* _Task requirements_: Locate each line in the items below that contains the string "dragon" and copy every such line out in full. The match is case-sensitive.

----

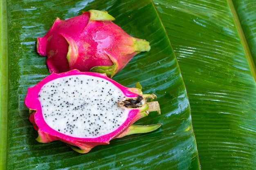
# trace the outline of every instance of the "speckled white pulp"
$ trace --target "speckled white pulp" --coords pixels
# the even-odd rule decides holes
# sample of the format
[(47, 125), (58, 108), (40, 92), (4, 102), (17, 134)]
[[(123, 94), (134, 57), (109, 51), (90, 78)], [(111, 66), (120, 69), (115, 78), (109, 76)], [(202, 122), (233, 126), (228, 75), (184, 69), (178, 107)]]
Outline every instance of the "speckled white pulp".
[(49, 126), (74, 137), (95, 138), (109, 133), (124, 122), (129, 112), (118, 106), (125, 99), (119, 88), (103, 78), (88, 75), (49, 82), (38, 97)]

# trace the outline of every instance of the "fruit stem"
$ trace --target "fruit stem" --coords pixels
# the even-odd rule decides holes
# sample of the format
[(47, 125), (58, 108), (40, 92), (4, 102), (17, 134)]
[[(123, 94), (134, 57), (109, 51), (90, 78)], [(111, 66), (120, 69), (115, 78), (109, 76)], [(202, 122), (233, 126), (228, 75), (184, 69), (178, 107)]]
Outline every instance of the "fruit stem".
[(138, 52), (148, 51), (150, 49), (149, 42), (141, 39), (135, 39), (134, 47), (135, 51)]
[(157, 124), (144, 126), (132, 124), (116, 138), (120, 138), (132, 134), (145, 133), (152, 132), (157, 129), (162, 124)]

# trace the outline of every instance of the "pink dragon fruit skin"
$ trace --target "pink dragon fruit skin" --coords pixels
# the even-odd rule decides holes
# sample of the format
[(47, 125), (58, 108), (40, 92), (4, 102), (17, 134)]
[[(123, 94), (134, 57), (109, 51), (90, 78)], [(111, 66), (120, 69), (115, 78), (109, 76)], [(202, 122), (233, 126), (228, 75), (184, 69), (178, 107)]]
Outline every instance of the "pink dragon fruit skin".
[(89, 10), (66, 20), (57, 18), (37, 49), (47, 56), (50, 73), (74, 69), (106, 73), (112, 77), (136, 54), (150, 49), (149, 43), (133, 38), (112, 22), (106, 11)]
[[(98, 83), (98, 81), (100, 82), (100, 83)], [(88, 83), (89, 84), (88, 84)], [(79, 85), (80, 84), (82, 84)], [(95, 88), (98, 88), (99, 89), (108, 89), (108, 84), (111, 85), (110, 87), (112, 89), (114, 88), (112, 90), (113, 92), (108, 90), (105, 92), (103, 91), (104, 90), (103, 90), (101, 92), (100, 90)], [(95, 87), (96, 86), (98, 87)], [(40, 143), (48, 143), (59, 140), (67, 144), (74, 150), (81, 153), (85, 153), (97, 145), (109, 144), (110, 141), (113, 139), (122, 137), (132, 134), (146, 133), (157, 129), (161, 126), (161, 124), (148, 126), (133, 124), (138, 119), (147, 116), (151, 111), (157, 111), (159, 114), (160, 114), (158, 102), (152, 102), (156, 96), (153, 94), (143, 94), (141, 91), (141, 86), (139, 84), (137, 84), (136, 87), (129, 88), (124, 86), (108, 78), (106, 74), (82, 72), (77, 70), (59, 74), (52, 73), (33, 87), (29, 88), (25, 100), (25, 105), (29, 109), (29, 120), (38, 132), (38, 136), (36, 140)], [(93, 93), (90, 93), (91, 88), (92, 89), (91, 91), (93, 90), (94, 91)], [(97, 91), (98, 92), (97, 92)], [(112, 93), (115, 93), (117, 91), (116, 95), (119, 95), (119, 97), (117, 99), (114, 97), (116, 95), (114, 94), (112, 96)], [(78, 94), (80, 93), (81, 96), (79, 95), (80, 97), (79, 97)], [(67, 97), (65, 96), (70, 95), (71, 97)], [(98, 98), (98, 96), (100, 96), (100, 98)], [(140, 97), (139, 99), (139, 96)], [(109, 97), (112, 98), (108, 99), (110, 99)], [(87, 100), (85, 100), (86, 98)], [(150, 99), (149, 102), (147, 101), (148, 99)], [(104, 104), (103, 102), (103, 99), (108, 102), (112, 101), (113, 103), (110, 104), (109, 104), (109, 102), (108, 102), (103, 107), (100, 108), (106, 108), (108, 107), (106, 110), (100, 108), (100, 111), (97, 113), (92, 111), (86, 112), (82, 109), (79, 110), (78, 112), (70, 111), (72, 107), (74, 108), (74, 105), (75, 104), (80, 106), (80, 108), (84, 110), (86, 108), (87, 110), (96, 110), (96, 108), (99, 109), (99, 103), (95, 104), (94, 102), (94, 104), (98, 106), (98, 108), (95, 108), (92, 106), (92, 105), (91, 104), (93, 101), (97, 100), (100, 101), (100, 104)], [(81, 101), (83, 101), (83, 106), (77, 104)], [(115, 101), (116, 101), (115, 102)], [(137, 102), (135, 103), (135, 101)], [(68, 104), (65, 104), (65, 103), (68, 103)], [(90, 105), (88, 105), (89, 103)], [(78, 106), (76, 107), (78, 108)], [(112, 108), (114, 109), (114, 111), (111, 111)], [(70, 110), (67, 111), (69, 110), (68, 109), (70, 109)], [(120, 113), (124, 115), (120, 116), (121, 115)], [(93, 114), (94, 117), (92, 116)], [(100, 117), (100, 114), (102, 116)], [(83, 117), (82, 117), (82, 115)], [(94, 116), (94, 115), (97, 116)], [(124, 117), (122, 118), (121, 116)], [(119, 117), (120, 118), (117, 118)], [(73, 118), (76, 117), (77, 117), (76, 119), (75, 120), (75, 118), (74, 118), (73, 120)], [(116, 123), (113, 121), (112, 124), (112, 121), (113, 119), (115, 120), (115, 118), (120, 119), (120, 120), (117, 120)], [(92, 119), (94, 121), (90, 121)], [(109, 120), (109, 122), (106, 124), (106, 120)], [(70, 124), (67, 124), (68, 121), (76, 122), (76, 124), (74, 124), (72, 126), (78, 130), (76, 130), (74, 127), (70, 127)], [(105, 123), (102, 123), (103, 122)], [(110, 122), (111, 123), (110, 123)], [(121, 122), (120, 123), (120, 122)], [(85, 125), (82, 124), (83, 122)], [(94, 122), (96, 122), (95, 124), (98, 124), (97, 126), (95, 125), (96, 126), (93, 126), (93, 128), (92, 125), (90, 126), (90, 125), (88, 126), (88, 124), (91, 123), (92, 125), (93, 124), (94, 125)], [(115, 129), (106, 130), (109, 128), (110, 126), (112, 126), (113, 125), (114, 128), (114, 124), (116, 126)], [(89, 132), (89, 130), (85, 127), (90, 127), (92, 128), (92, 129), (95, 129), (95, 130), (90, 130), (90, 132), (86, 132), (87, 130)], [(100, 132), (100, 128), (99, 127), (101, 127), (102, 129), (104, 129), (102, 130), (106, 131), (103, 132), (103, 135), (99, 135), (99, 136), (93, 135), (95, 136), (91, 136), (91, 135), (86, 133), (90, 134), (92, 131), (98, 132), (98, 130), (99, 132)], [(68, 132), (66, 132), (67, 130), (65, 130), (66, 128), (68, 128), (68, 127), (70, 127), (70, 130), (69, 134), (67, 133)], [(82, 130), (80, 130), (81, 128), (83, 129)], [(90, 128), (89, 129), (91, 129)], [(74, 134), (75, 133), (77, 134), (73, 136), (72, 132)], [(89, 137), (85, 137), (84, 135), (89, 135)]]

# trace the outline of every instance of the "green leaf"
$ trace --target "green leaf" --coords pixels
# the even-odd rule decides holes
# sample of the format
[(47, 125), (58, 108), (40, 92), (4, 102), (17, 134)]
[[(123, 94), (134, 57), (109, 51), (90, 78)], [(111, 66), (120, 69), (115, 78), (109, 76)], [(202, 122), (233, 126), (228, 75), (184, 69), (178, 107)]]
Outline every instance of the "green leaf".
[[(5, 164), (7, 169), (200, 169), (185, 86), (169, 40), (151, 1), (6, 2), (9, 78), (5, 81), (9, 81), (10, 85), (8, 111), (1, 115), (8, 116)], [(38, 143), (35, 140), (37, 132), (29, 121), (24, 100), (27, 88), (49, 74), (45, 57), (36, 52), (36, 38), (44, 35), (56, 17), (67, 19), (91, 9), (107, 11), (129, 34), (150, 42), (150, 51), (136, 55), (113, 78), (128, 87), (139, 82), (144, 93), (155, 94), (161, 115), (151, 113), (136, 124), (163, 125), (156, 131), (115, 139), (110, 145), (98, 146), (81, 154), (60, 141)], [(4, 126), (0, 129), (1, 134), (7, 128)]]
[(6, 2), (0, 2), (0, 169), (6, 167), (8, 117), (8, 36)]
[(255, 0), (154, 0), (191, 107), (202, 170), (256, 167)]

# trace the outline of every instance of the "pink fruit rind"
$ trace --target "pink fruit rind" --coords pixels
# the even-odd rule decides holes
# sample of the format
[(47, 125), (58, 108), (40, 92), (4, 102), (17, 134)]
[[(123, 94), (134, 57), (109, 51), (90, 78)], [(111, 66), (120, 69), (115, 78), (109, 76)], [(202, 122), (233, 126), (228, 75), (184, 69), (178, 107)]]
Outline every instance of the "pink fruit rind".
[(148, 42), (130, 36), (111, 21), (114, 19), (97, 10), (65, 20), (57, 18), (46, 35), (38, 38), (37, 52), (47, 56), (50, 73), (76, 69), (106, 71), (112, 77), (134, 56), (150, 49)]
[(110, 140), (120, 135), (138, 119), (147, 115), (148, 113), (146, 111), (148, 108), (148, 106), (146, 105), (140, 108), (130, 109), (126, 121), (117, 129), (109, 134), (95, 138), (81, 138), (70, 137), (53, 130), (47, 125), (44, 119), (42, 106), (38, 99), (38, 93), (42, 87), (47, 82), (68, 75), (86, 75), (105, 79), (119, 88), (128, 97), (134, 98), (138, 95), (144, 95), (142, 94), (140, 89), (136, 88), (129, 88), (125, 87), (108, 78), (106, 74), (81, 72), (77, 70), (73, 70), (61, 74), (53, 73), (34, 87), (29, 88), (25, 100), (25, 105), (29, 108), (31, 113), (29, 120), (33, 124), (35, 129), (38, 131), (38, 137), (36, 140), (38, 142), (48, 143), (59, 140), (72, 146), (78, 147), (80, 149), (78, 149), (72, 146), (72, 149), (78, 152), (86, 153), (97, 145), (109, 144)]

----

* _Exercise response_:
# trace the outline of every instance of the "pink dragon fruit skin"
$ trace --target "pink dragon fruit skin" --coords pixels
Outline every instance of the "pink dragon fruit skin".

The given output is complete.